DOCUMENT SECTION:
━━━━━━

The highest burden of neonatal deaths globally is attributed to India where 900,000 newborns die each year.  In her study, Shearer addresses the need to increase the skillset of midwives in India to better improve infant and maternal outcomes.

Collaborating with Bangalore Baptist Hospital in Bangalore, India, the goal of her project is to provide a birthing simulator and training for faculty and to collect data to determine the effectiveness of simulation for improving the knowledge and skills of midwifery students.

By examining skill performance as an outcome, this study will contribute to the scientific basis of simulation in nursing education and provide justification for the cost of simulation trainers in resource-poor countries.

The research contributes to the public health goal of reducing maternal and neonatal deaths and supporting the World Health Organization effort to improve education training of midwifery practitioners using simulation as part of the standard curriculum.

The long-term goal of this research is to support the establishment of a simulation program in Bangalore to increase the skill set of the midwives in order to provide better outcomes for maternal and neonatal care.
 

Cynthia Swenson, Ph.D.
professor, Department of Psychiatry and Behavioral Sciences and College of Nursing

 

“Improving health through implementation of a village-based complex biogas system”

Swenson and her team will be funded to assist in implementing a green sanitation system, in rural Ghana, West Africa that leaves no carbon footprint. The system is a waste-to-energy biogas system that is novel because it has three steps.

First, waste enters a conversion chamber in the toilet.  The waste is then converted to gas that is piped to a cook stove for clean cooking. Finally, the waste is converted to bacteria free organic fertilizer.

To date, biogas systems in Ghana have not had the three-component capacity and have been seen only in large institutions in the country. Swenson and team plan to test the implementation and uptake of this system in an economically distressed rural community where residents do not have access to sanitation systems.

The biogas system will address three major health hazards: the practice of open defecation; the use of charcoal and wood in cooking which leads to heavy smoke inhalation and environmental risks; and the use of heavy chemicals in farming.

The biogas system implementation is part of a larger project that aims to improve water, sanitation, health, education, economic self-sufficiency, and food security in the intervened community in Ghana.

The research team will determine feasibility and acceptability of the biogas system; assess attitudes and knowledge of this technology over time; and better understand barriers to sustaining this intervention as well as factors that promote novel technology.

“If, through this project, we can implement and foster uptake of the biogas system that is planned, we will be able to reduce or perhaps stop open defecation, reduce use of wood and charcoal in cooking, and increase use of organic methods for farming,” said Swenson.

“Addressing these three issues can have major health benefits to the community.”

Sarah Logan, Ph.D., an MUSC researcher, will also contribute to this study as a co-investigator.
 

Julie Kanter, M.D.
assistant professor, Department of Pediatrics
College of Medicine

“Partnership screening  program for sickle-cell disease in St. Vincent and the Grenadines”

Sickle cell disease is one of the most commonly inherited blood disorders worldwide. SCD affects one out of every 375 African-American infants in the United States alone.

In Jamaica, however, the estimated incidence rate for SCD is one out of every 150, showing a need for screening programs in the Caribbean. Kanter and her colleagues plan to design and implement a pilot program in St. Vincent and the Grenadines—where no screening program exists—to screen neonates to determine the incidence of sickle-cell disease.

Preliminary data will be collected to assess the utility of universal neonate screening for sickle-cell disease as a means to develop a larger cost-effectiveness study to demonstrate the feasibility of neonatal sickle-cell disease screening programs to reduce morbidity and mortality rates universally.

Shelly-Ann Williams, M.D., a Grenadian and fellow in the Neonatal and Perinatal Medicine Department, and Susan Reed, D.M.D., are co-investigators on this study.

━━━━━━

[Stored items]
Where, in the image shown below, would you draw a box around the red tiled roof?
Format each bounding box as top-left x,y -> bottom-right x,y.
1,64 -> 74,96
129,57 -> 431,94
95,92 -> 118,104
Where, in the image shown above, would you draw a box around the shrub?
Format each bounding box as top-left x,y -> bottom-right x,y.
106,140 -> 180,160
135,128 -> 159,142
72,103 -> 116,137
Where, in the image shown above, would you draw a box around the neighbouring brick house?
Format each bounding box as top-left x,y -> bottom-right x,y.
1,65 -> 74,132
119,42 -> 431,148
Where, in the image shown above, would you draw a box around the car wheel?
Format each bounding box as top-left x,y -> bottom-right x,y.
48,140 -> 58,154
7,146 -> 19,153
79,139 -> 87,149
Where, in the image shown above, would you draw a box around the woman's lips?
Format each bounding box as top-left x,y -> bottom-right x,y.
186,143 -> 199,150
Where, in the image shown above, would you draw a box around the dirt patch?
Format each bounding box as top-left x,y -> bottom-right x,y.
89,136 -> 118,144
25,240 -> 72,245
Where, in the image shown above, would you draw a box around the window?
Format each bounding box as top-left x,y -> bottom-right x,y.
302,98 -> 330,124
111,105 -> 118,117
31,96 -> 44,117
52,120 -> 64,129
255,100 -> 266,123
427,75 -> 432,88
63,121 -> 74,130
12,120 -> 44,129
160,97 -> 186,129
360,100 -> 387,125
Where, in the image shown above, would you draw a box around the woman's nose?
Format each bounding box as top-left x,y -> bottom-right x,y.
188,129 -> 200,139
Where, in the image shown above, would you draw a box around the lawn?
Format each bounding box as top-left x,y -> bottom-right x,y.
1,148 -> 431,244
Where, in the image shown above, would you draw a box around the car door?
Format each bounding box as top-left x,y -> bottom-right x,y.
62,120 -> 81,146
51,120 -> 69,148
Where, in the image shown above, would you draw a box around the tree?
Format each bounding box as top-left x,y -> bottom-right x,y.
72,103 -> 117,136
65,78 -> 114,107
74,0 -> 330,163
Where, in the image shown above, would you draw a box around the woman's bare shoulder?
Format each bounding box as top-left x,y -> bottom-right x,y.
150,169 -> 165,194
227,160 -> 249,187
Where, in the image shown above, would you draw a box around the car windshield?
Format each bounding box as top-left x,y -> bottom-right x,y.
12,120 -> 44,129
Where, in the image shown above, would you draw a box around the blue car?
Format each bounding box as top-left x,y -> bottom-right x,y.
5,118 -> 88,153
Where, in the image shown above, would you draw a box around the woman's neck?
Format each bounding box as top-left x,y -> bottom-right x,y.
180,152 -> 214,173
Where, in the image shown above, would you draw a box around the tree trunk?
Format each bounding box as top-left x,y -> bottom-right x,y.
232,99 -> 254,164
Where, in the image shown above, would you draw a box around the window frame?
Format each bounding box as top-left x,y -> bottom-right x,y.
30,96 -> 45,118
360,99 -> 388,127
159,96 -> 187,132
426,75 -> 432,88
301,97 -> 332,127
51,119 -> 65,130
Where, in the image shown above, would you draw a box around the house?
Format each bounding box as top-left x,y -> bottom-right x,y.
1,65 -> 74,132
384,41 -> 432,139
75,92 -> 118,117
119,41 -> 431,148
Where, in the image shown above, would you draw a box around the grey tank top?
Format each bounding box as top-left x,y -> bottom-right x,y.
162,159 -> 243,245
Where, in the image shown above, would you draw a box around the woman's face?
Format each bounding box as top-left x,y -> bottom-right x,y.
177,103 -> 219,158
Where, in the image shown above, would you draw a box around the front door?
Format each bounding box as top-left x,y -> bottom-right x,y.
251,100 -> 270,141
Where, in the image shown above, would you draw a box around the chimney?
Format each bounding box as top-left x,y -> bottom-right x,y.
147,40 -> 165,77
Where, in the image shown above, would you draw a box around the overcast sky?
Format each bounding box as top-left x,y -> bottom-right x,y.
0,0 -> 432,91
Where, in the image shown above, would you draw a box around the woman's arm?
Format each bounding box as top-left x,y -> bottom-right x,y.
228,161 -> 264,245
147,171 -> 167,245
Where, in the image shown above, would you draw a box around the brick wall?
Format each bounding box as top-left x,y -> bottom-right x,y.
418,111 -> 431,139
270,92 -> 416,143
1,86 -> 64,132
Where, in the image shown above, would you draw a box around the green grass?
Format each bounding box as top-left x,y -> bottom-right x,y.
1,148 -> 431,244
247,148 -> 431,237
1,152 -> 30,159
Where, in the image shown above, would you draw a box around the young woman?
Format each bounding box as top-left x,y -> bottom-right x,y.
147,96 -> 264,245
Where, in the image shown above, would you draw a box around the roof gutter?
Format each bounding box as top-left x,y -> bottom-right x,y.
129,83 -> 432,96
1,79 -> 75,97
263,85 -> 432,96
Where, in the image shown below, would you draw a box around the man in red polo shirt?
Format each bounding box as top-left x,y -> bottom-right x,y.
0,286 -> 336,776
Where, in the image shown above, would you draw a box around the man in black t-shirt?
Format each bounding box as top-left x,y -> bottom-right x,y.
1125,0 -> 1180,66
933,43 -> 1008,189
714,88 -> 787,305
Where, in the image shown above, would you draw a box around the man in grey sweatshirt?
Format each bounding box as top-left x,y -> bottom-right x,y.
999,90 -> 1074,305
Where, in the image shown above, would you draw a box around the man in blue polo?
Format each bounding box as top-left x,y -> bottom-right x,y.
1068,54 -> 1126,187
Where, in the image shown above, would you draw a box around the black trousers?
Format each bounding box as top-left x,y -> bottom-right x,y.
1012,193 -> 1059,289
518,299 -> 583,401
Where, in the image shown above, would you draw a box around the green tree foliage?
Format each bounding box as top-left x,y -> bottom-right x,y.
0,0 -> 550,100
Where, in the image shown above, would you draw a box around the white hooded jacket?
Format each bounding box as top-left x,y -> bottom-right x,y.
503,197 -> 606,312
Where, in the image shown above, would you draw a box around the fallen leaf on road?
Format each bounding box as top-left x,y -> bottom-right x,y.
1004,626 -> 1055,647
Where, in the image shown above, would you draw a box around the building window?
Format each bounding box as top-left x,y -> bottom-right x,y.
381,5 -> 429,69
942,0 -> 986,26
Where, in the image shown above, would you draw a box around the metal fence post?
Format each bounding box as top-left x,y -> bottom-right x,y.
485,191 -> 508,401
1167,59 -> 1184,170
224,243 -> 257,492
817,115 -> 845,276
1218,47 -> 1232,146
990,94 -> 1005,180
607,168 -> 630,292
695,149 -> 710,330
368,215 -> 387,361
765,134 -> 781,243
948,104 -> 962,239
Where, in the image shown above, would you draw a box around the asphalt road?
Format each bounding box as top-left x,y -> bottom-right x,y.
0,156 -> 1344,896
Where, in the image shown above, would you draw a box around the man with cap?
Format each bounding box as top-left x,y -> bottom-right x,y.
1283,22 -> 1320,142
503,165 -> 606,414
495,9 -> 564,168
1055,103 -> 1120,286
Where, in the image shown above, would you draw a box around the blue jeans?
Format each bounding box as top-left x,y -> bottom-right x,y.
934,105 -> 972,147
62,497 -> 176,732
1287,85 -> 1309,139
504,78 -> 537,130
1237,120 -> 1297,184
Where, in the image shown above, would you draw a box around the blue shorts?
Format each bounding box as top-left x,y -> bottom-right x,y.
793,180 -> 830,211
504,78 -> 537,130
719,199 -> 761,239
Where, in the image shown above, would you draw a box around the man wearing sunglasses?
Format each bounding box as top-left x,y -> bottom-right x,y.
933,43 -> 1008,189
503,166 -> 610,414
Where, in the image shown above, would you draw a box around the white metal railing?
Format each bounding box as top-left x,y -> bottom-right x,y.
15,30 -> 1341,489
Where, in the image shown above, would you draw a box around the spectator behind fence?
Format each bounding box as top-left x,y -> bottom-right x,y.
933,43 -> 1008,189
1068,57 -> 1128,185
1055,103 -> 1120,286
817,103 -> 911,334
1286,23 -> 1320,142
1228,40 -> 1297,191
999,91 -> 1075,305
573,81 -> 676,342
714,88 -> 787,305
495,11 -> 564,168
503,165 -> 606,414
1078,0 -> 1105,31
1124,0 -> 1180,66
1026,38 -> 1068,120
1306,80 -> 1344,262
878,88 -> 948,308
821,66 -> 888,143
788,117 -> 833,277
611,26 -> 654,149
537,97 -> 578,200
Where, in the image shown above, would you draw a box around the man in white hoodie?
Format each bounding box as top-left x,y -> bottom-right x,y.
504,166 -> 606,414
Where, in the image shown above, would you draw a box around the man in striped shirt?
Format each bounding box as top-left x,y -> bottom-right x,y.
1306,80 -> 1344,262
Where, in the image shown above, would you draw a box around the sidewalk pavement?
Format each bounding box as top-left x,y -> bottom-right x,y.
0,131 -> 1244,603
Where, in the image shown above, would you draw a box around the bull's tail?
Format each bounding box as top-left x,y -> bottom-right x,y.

━━━━━━

TASK TO COMPLETE:
Answer from the project summaries:
(a) How many newborns die each year in India?
(b) Where will Swenson's team put in the biogas system?
(c) What is the estimated rate of sickle cell disease in Jamaica?
These stored items come from a different source than the project summaries.

YOUR SOLUTION:
(a) 900,000
(b) In rural Ghana, West Africa
(c) One out of every 150